_Selected extract_.
↓

Fight for FM wealth shifts to Singapore


SINGAPORE: Victims of abuse under Ferdinand Marcos are battling the Philippine government in a Singapore court for $25 million plundered by the former dictator, lawyers said Thursday.

About 10,000 victims of human rights abuses under Marcos, who died in 1989, are competing with claims from five foundations linked to the former dictator and the Philippine National Bank (PNB) as well as the government.

The $25 million is all that remains in dispute after hundreds of millions of dollars in funds held in escrow overseas were earlier returned to the Philippine government after a 2003 court ruling.

Ferdinand Marcos governed first as an elected president and then as a virtual dictator after declaring martial law in 1972.

More than 500 civil and criminal suits have been filed against the former first family and the estate of Marcos, who was toppled in a bloodless coup in February 1986.

Despite years of hearings and investigations, the Marcos family had not been convicted of any crime.

The latest case was brought in Singapore because the funds are held in escrow here, but a lawyer for the Philippines government said it should be decided there.

S. Suresh said the Philippines was seeking a stay of the competing claims and return of the money.

Singapore’s High Court has rejected the Philippines’ bid.

But the appeal court on Wednesday reserved judgment on whether the Philippines has state immunity—the principle that one state should not sit in judgment on another, Suresh said.

Kenneth Tan, representing the abuse victims, said the Court ruling upheld his argument that the Philippines had waved immunity by participating in the Singapore proceedings.

The victims earlier won a class-action suit in the United States against Marcos’s estate, Tan said.

Suresh said he expected the Singapore Court of Appeal to issue its judgment in one or two months.

On Friday the Presidential Commission on Good Government denied reports it had dropped its opposition to the plan of the family of Imelda Marcos to firm up control of Benguet Corp.

PCGG Commissioner for litigation Nicasio Conti also dismissed rumors that the commission had struck a deal with the Marcoses.

↑

Object location annotation data:

↓

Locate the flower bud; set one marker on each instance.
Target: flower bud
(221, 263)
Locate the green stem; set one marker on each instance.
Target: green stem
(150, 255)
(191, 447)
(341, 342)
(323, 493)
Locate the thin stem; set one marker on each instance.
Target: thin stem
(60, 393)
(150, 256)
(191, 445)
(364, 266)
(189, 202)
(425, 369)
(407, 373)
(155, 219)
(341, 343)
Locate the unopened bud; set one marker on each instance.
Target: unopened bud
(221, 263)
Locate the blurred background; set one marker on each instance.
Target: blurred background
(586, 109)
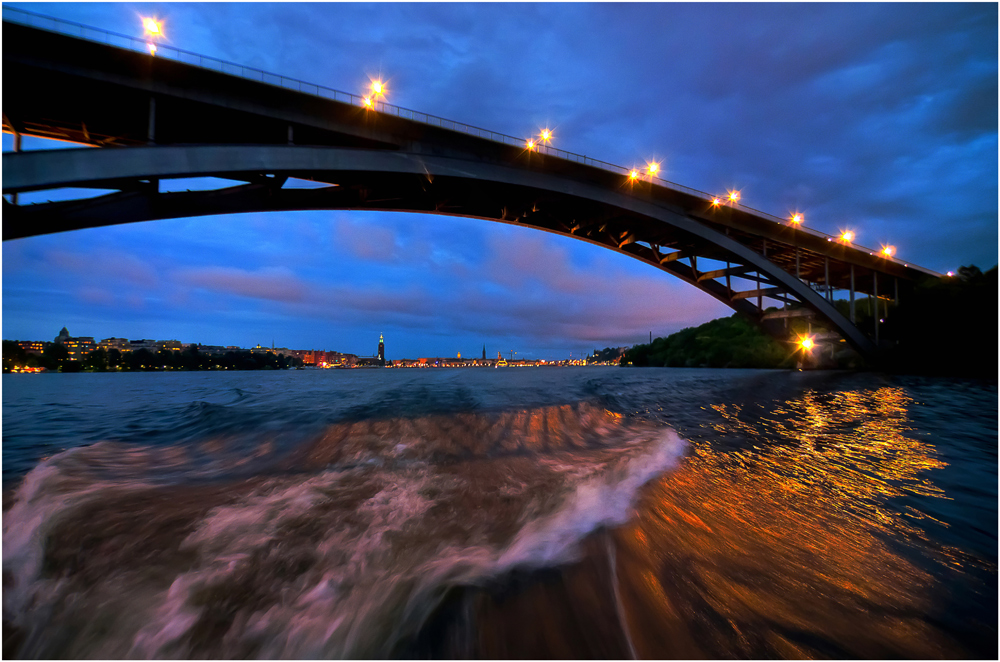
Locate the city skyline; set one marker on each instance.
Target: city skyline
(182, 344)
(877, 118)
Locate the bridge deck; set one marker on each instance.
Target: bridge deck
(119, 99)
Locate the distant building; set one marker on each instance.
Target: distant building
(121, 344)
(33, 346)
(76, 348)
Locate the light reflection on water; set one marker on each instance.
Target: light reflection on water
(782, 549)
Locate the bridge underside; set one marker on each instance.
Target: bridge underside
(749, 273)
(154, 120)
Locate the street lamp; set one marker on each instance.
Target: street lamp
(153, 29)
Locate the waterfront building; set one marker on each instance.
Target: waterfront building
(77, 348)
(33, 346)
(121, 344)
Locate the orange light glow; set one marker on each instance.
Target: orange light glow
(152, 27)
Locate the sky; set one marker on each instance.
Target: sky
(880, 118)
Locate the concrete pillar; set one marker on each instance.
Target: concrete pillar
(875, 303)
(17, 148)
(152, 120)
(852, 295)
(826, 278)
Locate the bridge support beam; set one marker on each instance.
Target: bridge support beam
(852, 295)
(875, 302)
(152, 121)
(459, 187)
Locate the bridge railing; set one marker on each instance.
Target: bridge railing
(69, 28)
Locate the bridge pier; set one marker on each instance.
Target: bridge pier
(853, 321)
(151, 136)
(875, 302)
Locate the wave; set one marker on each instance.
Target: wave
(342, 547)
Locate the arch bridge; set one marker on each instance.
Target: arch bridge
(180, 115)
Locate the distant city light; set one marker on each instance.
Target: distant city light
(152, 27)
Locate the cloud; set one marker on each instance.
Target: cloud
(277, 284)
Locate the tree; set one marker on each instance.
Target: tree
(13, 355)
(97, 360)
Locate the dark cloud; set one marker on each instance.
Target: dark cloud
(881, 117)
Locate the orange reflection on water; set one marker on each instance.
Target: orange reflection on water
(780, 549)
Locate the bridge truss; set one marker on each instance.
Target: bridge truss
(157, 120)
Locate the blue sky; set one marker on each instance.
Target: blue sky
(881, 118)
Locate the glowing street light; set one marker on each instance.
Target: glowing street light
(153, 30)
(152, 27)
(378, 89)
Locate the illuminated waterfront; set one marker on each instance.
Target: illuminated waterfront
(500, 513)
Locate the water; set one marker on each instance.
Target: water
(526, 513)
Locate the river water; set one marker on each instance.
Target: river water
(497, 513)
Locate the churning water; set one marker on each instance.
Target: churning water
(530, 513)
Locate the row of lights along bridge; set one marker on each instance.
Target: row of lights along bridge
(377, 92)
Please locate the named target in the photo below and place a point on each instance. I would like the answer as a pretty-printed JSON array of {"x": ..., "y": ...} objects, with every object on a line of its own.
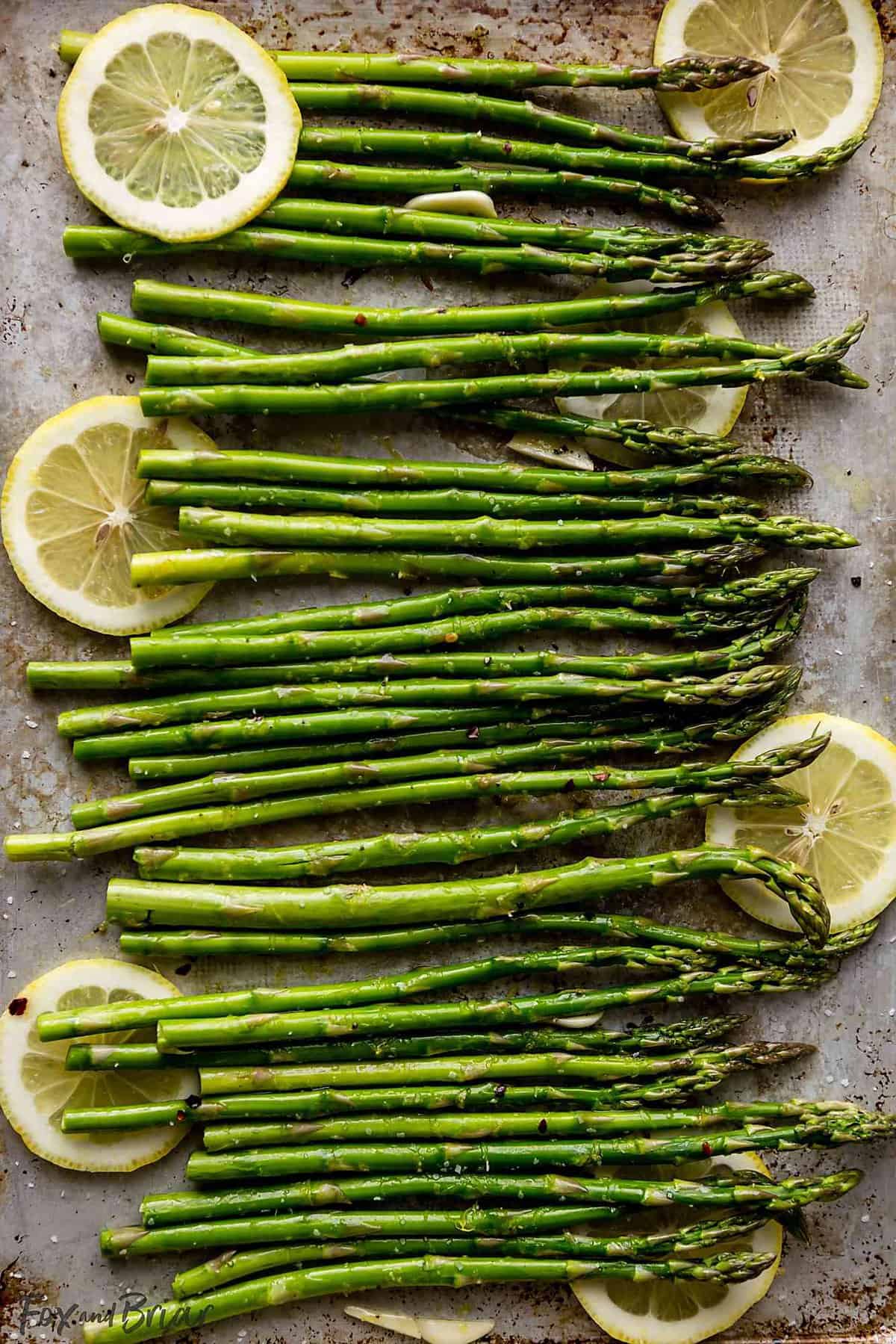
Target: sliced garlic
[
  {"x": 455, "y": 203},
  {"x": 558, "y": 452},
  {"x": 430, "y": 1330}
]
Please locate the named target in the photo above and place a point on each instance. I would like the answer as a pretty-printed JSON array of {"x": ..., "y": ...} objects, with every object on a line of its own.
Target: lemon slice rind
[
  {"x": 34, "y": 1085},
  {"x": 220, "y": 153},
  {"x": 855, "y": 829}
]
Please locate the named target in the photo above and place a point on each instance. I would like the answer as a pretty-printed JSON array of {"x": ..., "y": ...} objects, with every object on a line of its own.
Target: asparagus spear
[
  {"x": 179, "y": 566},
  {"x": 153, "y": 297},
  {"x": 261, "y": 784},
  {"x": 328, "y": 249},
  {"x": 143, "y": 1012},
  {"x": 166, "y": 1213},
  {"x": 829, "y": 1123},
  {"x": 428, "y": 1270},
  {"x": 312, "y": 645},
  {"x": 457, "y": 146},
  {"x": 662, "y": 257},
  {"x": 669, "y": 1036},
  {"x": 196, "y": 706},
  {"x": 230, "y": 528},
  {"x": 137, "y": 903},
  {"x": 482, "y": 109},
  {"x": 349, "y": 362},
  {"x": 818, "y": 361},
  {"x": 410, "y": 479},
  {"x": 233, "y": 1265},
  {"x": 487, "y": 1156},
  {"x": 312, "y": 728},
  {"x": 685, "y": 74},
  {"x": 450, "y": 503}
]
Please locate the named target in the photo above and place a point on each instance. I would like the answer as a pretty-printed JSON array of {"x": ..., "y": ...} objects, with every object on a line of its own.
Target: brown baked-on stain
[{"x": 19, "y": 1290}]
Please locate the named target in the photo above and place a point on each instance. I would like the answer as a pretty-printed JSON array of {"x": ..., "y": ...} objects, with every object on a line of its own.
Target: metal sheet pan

↑

List every individual person named in the article about the fight over Marcos wealth. This data has no connection to the article about the Marcos wealth case.

_Response to this exercise_. Ferdinand Marcos, S. Suresh, Kenneth Tan, Imelda Marcos, Nicasio Conti